Pointing dataset records
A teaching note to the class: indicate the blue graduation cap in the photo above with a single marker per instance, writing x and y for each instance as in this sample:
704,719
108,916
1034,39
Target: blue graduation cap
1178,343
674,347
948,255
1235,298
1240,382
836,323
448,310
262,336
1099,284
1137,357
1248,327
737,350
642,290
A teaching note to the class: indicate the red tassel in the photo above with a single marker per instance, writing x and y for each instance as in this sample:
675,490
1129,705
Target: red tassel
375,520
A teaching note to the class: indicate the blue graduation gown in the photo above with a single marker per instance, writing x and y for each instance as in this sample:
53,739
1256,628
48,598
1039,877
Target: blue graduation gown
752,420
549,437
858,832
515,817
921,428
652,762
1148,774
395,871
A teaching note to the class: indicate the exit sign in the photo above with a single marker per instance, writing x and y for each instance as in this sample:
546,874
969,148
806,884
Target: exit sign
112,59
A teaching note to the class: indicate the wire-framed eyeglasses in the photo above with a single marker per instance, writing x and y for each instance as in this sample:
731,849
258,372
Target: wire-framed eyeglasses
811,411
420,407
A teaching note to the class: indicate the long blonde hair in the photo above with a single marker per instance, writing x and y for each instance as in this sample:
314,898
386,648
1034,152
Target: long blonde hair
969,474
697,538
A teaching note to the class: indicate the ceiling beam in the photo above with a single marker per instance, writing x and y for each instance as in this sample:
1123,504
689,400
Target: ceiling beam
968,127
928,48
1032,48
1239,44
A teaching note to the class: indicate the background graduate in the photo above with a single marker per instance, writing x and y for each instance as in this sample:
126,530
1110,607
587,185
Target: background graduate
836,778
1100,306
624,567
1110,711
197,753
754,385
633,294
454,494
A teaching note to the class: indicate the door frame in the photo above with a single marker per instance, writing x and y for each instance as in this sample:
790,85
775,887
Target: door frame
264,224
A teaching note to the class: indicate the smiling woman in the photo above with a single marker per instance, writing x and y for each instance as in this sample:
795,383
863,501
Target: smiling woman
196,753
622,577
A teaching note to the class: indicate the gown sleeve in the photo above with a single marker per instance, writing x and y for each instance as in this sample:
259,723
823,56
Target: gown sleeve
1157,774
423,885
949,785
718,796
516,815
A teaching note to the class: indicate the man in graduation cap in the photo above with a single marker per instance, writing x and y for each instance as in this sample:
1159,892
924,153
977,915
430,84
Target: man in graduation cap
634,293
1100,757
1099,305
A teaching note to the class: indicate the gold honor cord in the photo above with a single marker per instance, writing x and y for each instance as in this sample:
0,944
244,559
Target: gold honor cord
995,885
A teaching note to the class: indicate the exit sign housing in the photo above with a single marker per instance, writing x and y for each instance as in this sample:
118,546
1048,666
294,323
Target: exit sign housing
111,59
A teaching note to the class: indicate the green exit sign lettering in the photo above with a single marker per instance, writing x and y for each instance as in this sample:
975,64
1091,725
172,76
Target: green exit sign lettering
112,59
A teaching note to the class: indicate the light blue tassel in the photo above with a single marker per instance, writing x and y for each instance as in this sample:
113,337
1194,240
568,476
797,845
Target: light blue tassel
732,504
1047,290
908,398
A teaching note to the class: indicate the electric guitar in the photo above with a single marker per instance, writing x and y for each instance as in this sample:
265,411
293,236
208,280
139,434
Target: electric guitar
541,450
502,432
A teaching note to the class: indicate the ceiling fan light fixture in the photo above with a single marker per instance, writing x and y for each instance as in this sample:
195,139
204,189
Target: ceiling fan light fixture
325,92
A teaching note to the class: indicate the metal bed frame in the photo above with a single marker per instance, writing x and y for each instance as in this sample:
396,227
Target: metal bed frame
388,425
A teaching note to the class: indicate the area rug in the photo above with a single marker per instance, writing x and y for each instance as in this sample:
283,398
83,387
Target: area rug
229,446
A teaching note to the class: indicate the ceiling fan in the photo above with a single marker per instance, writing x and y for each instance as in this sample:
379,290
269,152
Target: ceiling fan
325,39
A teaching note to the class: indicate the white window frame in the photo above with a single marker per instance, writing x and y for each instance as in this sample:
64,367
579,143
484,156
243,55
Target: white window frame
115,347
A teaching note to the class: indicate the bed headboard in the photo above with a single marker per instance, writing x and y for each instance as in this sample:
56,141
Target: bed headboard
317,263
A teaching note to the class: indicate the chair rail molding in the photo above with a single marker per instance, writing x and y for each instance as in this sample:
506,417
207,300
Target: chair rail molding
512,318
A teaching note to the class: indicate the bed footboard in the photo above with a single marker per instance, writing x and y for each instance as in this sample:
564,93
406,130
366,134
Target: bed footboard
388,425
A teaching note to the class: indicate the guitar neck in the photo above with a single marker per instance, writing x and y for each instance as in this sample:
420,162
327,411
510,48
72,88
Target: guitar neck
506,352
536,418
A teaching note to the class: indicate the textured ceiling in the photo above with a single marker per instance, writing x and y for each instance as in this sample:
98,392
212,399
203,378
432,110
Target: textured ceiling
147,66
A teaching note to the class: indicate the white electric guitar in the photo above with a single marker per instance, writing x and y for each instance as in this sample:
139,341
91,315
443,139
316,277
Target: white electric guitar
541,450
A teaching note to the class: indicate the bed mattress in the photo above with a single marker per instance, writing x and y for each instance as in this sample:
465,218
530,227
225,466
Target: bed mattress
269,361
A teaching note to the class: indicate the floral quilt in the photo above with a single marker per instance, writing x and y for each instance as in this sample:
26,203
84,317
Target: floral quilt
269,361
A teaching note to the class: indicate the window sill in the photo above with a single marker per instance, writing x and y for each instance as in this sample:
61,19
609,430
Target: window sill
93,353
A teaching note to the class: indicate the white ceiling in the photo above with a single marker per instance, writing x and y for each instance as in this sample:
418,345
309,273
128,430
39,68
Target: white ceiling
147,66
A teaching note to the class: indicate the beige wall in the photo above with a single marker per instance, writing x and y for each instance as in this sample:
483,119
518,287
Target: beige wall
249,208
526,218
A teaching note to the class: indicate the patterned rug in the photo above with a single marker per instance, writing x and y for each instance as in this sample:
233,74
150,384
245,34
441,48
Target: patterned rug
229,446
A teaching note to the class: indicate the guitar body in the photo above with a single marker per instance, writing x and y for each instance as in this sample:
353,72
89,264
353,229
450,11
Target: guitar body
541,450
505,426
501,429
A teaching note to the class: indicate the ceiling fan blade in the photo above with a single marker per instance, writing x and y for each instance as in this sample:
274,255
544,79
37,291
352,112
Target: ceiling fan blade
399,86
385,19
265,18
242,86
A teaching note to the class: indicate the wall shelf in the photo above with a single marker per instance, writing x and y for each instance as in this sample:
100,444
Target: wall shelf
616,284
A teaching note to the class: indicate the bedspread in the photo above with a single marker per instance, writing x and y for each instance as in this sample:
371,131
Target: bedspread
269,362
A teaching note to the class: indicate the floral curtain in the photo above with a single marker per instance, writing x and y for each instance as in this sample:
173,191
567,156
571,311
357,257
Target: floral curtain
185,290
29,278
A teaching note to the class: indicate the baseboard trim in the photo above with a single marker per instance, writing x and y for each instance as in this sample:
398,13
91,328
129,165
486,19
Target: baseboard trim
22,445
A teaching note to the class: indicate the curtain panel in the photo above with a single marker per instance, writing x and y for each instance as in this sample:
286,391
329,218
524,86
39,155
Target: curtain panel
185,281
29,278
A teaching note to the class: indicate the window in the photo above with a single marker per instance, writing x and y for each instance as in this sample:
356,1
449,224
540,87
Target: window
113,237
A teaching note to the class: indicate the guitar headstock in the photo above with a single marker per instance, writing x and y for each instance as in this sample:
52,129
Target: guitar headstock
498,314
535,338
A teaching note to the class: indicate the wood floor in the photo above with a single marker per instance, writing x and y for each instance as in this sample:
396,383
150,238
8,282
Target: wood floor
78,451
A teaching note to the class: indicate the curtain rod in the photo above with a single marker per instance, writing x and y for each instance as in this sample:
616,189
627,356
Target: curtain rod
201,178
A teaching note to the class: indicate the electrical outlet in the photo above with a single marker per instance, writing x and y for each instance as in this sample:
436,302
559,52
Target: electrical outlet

● **Stated exercise**
Return exactly, and only, the line containing "A teaching note to the class: indicate the wood" and every line after it through the end of the material.

● **Exercise output**
A teaching note to the class: indicate the wood floor in the photo above with a single marker per instance, writing x and y for each instance as in this sample:
396,383
150,238
8,282
Target: wood floor
78,451
A teaching note to the class: indicate the curtain rod in the photo above with a single marker per instance, writing x and y for each instance as in this sample:
616,189
627,356
Target: curtain rod
201,178
A teaching note to the class: indicate the electrical outlet in the photo above with a single marker per instance, writing x and y for each instance as in this sample:
436,302
559,52
Target: electrical outlet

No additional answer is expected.